▶ **Work item**
Give back all the records below, unaltered.

Start of Information provided

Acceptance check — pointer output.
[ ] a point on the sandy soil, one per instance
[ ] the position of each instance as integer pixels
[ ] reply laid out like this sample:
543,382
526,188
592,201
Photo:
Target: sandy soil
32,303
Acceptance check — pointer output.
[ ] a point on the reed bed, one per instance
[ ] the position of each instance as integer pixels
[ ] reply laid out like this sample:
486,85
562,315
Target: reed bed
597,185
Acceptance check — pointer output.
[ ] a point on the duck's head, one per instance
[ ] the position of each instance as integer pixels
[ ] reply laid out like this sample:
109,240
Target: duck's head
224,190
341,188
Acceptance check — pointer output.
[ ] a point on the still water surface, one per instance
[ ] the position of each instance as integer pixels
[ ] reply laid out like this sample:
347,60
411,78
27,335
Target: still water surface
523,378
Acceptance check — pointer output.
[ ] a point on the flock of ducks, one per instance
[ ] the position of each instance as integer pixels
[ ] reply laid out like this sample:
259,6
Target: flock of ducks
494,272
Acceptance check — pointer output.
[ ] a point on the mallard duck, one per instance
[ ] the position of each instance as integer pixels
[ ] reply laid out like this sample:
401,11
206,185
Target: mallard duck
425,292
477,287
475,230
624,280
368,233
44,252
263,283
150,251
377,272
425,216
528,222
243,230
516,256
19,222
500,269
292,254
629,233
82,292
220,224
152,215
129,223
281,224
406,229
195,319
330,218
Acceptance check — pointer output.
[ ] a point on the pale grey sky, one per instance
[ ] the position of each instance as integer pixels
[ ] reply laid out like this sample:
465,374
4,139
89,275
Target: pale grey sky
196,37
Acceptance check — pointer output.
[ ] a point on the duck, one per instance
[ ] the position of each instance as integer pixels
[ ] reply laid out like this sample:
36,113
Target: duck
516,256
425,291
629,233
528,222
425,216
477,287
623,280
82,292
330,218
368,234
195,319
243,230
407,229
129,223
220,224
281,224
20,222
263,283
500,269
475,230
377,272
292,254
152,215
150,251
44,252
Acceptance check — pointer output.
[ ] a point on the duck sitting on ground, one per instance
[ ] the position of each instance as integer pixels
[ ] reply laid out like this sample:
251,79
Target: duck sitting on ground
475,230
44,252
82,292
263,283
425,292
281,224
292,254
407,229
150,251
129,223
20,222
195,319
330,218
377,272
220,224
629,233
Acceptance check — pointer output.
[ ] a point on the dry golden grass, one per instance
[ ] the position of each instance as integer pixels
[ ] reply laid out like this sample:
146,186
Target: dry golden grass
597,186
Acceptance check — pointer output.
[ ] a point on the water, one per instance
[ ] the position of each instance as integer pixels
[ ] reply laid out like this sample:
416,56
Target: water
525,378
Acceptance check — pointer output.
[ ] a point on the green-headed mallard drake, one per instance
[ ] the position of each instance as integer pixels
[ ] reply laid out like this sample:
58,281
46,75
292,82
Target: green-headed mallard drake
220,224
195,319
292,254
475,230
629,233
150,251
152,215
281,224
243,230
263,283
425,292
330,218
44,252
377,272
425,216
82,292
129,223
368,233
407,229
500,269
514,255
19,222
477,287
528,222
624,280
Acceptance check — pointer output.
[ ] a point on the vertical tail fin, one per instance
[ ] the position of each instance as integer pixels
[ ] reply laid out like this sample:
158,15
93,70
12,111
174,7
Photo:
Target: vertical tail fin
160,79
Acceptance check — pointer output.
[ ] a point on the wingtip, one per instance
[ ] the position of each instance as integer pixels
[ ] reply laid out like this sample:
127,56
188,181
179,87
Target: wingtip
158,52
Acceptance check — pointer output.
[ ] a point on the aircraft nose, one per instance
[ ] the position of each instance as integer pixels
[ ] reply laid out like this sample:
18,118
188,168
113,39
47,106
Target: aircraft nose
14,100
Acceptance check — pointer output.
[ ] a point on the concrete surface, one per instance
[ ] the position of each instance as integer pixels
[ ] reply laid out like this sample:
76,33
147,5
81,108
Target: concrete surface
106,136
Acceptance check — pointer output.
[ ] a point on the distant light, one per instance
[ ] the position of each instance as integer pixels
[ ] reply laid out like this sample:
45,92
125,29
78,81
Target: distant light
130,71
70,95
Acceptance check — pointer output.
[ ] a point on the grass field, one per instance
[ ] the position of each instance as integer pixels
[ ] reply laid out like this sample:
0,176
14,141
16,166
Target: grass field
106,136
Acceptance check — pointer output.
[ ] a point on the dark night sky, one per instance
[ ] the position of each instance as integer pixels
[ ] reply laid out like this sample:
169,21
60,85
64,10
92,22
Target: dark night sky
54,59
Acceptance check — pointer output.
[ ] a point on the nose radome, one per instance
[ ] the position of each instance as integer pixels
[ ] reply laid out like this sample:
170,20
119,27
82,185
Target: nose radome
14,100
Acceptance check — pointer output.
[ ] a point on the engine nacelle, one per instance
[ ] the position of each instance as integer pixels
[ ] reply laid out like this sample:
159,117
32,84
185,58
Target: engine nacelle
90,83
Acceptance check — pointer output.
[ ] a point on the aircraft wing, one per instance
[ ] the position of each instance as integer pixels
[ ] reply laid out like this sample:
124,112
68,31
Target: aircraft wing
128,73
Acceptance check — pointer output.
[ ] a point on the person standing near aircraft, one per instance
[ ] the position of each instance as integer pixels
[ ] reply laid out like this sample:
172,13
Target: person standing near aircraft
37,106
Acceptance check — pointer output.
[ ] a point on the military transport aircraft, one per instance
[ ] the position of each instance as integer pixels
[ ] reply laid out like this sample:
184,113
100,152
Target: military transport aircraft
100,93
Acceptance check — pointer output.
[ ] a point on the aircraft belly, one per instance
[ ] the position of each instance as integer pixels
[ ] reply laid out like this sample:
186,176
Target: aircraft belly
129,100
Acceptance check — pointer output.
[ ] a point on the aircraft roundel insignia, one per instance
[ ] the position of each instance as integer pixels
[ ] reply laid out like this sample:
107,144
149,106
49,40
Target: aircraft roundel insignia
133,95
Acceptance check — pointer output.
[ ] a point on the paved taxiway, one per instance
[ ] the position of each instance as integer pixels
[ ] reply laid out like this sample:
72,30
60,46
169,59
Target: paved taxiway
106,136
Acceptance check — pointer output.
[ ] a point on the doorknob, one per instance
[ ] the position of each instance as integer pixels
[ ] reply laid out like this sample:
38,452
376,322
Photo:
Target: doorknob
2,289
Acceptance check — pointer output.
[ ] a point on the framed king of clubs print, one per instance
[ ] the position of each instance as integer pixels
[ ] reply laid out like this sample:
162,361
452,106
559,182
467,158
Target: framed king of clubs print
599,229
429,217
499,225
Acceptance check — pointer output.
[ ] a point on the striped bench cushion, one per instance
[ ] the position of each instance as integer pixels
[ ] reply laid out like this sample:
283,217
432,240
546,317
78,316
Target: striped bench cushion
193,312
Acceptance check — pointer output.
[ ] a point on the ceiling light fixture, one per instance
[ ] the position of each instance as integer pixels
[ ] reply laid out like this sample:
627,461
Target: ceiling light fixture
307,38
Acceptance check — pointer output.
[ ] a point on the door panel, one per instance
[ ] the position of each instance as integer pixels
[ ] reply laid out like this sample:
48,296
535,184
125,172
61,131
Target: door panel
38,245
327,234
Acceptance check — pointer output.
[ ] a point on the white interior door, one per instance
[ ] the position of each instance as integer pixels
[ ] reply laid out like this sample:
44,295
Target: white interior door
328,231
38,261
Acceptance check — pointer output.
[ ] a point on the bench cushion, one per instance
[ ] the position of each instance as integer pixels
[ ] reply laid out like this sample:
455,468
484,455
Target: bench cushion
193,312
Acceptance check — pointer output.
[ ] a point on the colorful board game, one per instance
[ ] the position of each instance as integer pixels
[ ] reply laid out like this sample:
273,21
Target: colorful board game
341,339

End of Information provided

▶ **Solution**
Acceptance check — pointer output.
[ ] a point on the sandy soil, one per instance
[ ] the position of each instance as integer pixels
[ ] reply laid out like this sample:
543,382
526,188
592,201
Photo:
Target: sandy soil
32,303
Acceptance check — pointer output.
[ ] a point on the reed bed, one per instance
[ ] the position of each instance as integer pixels
[ ] reply laid out like this sample:
486,85
562,315
Target: reed bed
597,185
Acceptance check — pointer output.
[ ] a point on the duck's head, one per instance
[ ] the position of each instance as integer pixels
[ ] reply laid out like this sample:
109,240
Target: duck's head
224,190
341,188
Acceptance check — pointer output.
[ ] a point on the still water surface, one per instance
[ ] the position of each instance as integer pixels
[ ] reply laid out like this sample:
347,60
411,78
27,335
Target: still water surface
523,378
Acceptance check — pointer output.
[ ] a point on the flock of ducks, one per instance
[ ] the position of each instance as integer pixels
[ ] reply laid out like this sample:
259,6
Target: flock of ducks
494,272
Acceptance check — pointer output.
[ ] a point on the mallard duck, one per instance
[ ] the position of each instance as integer pixels
[ ] reply laid out like this sample:
401,11
206,185
Target: mallard duck
425,292
477,287
475,230
624,280
368,233
44,252
263,283
150,251
377,272
425,216
528,222
243,230
516,256
19,222
500,269
292,254
629,233
82,292
220,224
152,215
129,223
281,224
406,229
195,319
330,218
Acceptance check — pointer output.
[ ] a point on the pale grey sky, one per instance
[ ] the position of each instance as integer pixels
[ ] reply laid out like this sample:
465,374
4,139
89,275
Target: pale grey sky
196,37
Acceptance check — pointer output.
[ ] a point on the duck, one per instance
[ ] the position of each instance as integer pixels
[ ] reply laid out like this sample:
36,113
Target: duck
516,256
425,291
629,233
528,222
425,216
477,287
623,280
82,292
330,218
368,234
195,319
243,230
407,229
129,223
220,224
281,224
20,222
263,283
500,269
475,230
377,272
292,254
152,215
150,251
44,252
Acceptance check — pointer output.
[ ] a point on the duck sitting on ground, one per instance
[ ] the position of each instance as integer pixels
[ ] reply laid out like this sample:
251,79
Target: duck sitting on ground
475,230
44,252
82,292
263,283
425,292
281,224
292,254
407,229
150,251
129,223
20,222
195,319
330,218
377,272
220,224
629,233
Acceptance check — pointer output.
[ ] a point on the dry golden grass, one per instance
[ ] the position of each instance as integer pixels
[ ] reply laid out like this sample:
146,186
Target: dry golden grass
597,186
Acceptance check — pointer output.
[ ] a point on the water, one per instance
[ ] the position of each instance as integer pixels
[ ] reply laid out like this sample:
416,56
Target: water
525,378
Acceptance check — pointer output.
[ ] a point on the green-headed mallard drake, one per instance
[ ] the position of each instance as integer pixels
[ ] reply laid out like this sample:
58,281
46,75
292,82
Target: green-headed mallard drake
220,224
195,319
292,254
475,230
629,233
150,251
152,215
281,224
243,230
263,283
425,292
330,218
44,252
377,272
425,216
82,292
129,223
368,233
407,229
500,269
514,255
19,222
477,287
528,222
624,280
Acceptance check — pointer output.
[ ] a point on the vertical tail fin, one per instance
[ ] the position of each instance as integer pixels
[ ] reply laid out like this sample:
158,15
93,70
12,111
174,7
Photo:
Target: vertical tail fin
160,79
Acceptance check — pointer output.
[ ] a point on the wingtip, one per instance
[ ] the position of each instance as integer pixels
[ ] reply laid out like this sample:
127,56
188,181
179,87
Target: wingtip
158,52
Acceptance check — pointer output.
[ ] a point on the aircraft nose, one per instance
[ ] the position of each instance as integer pixels
[ ] reply laid out like this sample:
18,118
188,168
113,39
47,106
Target: aircraft nose
14,100
Acceptance check — pointer output.
[ ] a point on the concrete surface, one per instance
[ ] the position of each instance as integer pixels
[ ] reply laid out like this sample:
76,33
147,5
81,108
Target: concrete surface
106,136
Acceptance check — pointer output.
[ ] a point on the distant light, one per instance
[ ] the position of each instance as integer pixels
[ ] reply laid out like this sample:
45,92
125,29
78,81
Target: distant light
130,71
70,95
Acceptance check — pointer output.
[ ] a point on the grass field, one per instance
[ ] the position of each instance as integer pixels
[ ] reply laid out like this sample:
0,176
14,141
16,166
Target: grass field
106,136
Acceptance check — pointer output.
[ ] a point on the dark night sky, one per instance
[ ] the position of each instance as integer pixels
[ ] reply laid out like this sample:
169,21
60,85
64,10
92,22
Target: dark night sky
54,59
Acceptance check — pointer output.
[ ] a point on the nose radome, one per instance
[ ] the position of each instance as integer pixels
[ ] reply laid out like this sample:
170,20
119,27
82,185
Target: nose radome
14,100
Acceptance check — pointer output.
[ ] a point on the engine nacelle, one per instance
[ ] the position of each instance as integer pixels
[ ] reply laid out like this sample:
159,117
32,84
185,58
Target: engine nacelle
90,83
Acceptance check — pointer output.
[ ] a point on the aircraft wing, one per instance
[ ] the position of each instance as integer pixels
[ ] reply laid out like this sample:
124,112
68,31
Target: aircraft wing
128,73
Acceptance check — pointer output.
[ ] a point on the person standing near aircraft, one per instance
[ ] the position of each instance as integer pixels
[ ] reply laid out like this sample:
172,13
Target: person standing near aircraft
37,106
Acceptance check — pointer output.
[ ] a point on the military transport aircraft, one per instance
[ ] the position of each instance as integer pixels
[ ] reply laid out like this sample:
184,113
100,152
Target: military transport aircraft
100,93
Acceptance check — pointer output.
[ ] a point on the aircraft belly, one per instance
[ ] the position of each instance as integer pixels
[ ] reply laid out like this sample:
186,176
Target: aircraft belly
129,100
Acceptance check — pointer output.
[ ] a point on the aircraft roundel insignia, one per instance
[ ] the position of each instance as integer pixels
[ ] reply laid out like this sample:
107,144
149,106
49,40
Target: aircraft roundel insignia
133,95
Acceptance check — pointer output.
[ ] a point on the paved taxiway, one per instance
[ ] the position of each instance as integer pixels
[ ] reply laid out like this sample:
72,30
60,46
169,59
Target: paved taxiway
106,136
Acceptance check — pointer output.
[ ] a point on the doorknob, one per instance
[ ] the position of each instance as integer pixels
[ ] reply laid out like this sample:
38,452
376,322
Photo:
Target: doorknob
2,289
Acceptance check — pointer output.
[ ] a point on the framed king of clubs print, one per instance
[ ] the position of each instance as integer pixels
[ ] reply laid out like this sample:
162,361
452,106
559,182
467,158
Target: framed king of clubs print
599,229
429,217
499,225
Acceptance check — pointer output.
[ ] a point on the striped bench cushion, one per instance
[ ] the position of each instance as integer pixels
[ ] reply laid out like this sample:
283,217
432,240
546,317
78,316
Target: striped bench cushion
193,312
Acceptance check — pointer output.
[ ] a point on the ceiling light fixture, one per instance
[ ] the position of each instance as integer pixels
[ ] reply laid out like this sample:
627,461
Target: ceiling light fixture
307,38
Acceptance check — pointer output.
[ ] a point on the door panel, one per instance
[ ] the position of each instance as integer pixels
[ ] reply laid out like this sample:
48,296
535,184
125,172
61,131
Target: door panel
38,245
327,234
Acceptance check — pointer output.
[ ] a point on the white interior door, one per instance
[ ] the position of each instance as integer pixels
[ ] reply laid out like this sample:
44,295
Target: white interior door
328,231
38,261
Acceptance check — pointer output.
[ ] a point on the bench cushion, one per instance
[ ] the position of each instance as integer pixels
[ ] reply laid out like this sample:
455,468
484,455
Target: bench cushion
193,312
Acceptance check — pointer output.
[ ] a point on the colorful board game, one per instance
[ ] the position of each instance as integer pixels
[ ] reply laid out like this sample:
273,21
Target: colorful board game
341,339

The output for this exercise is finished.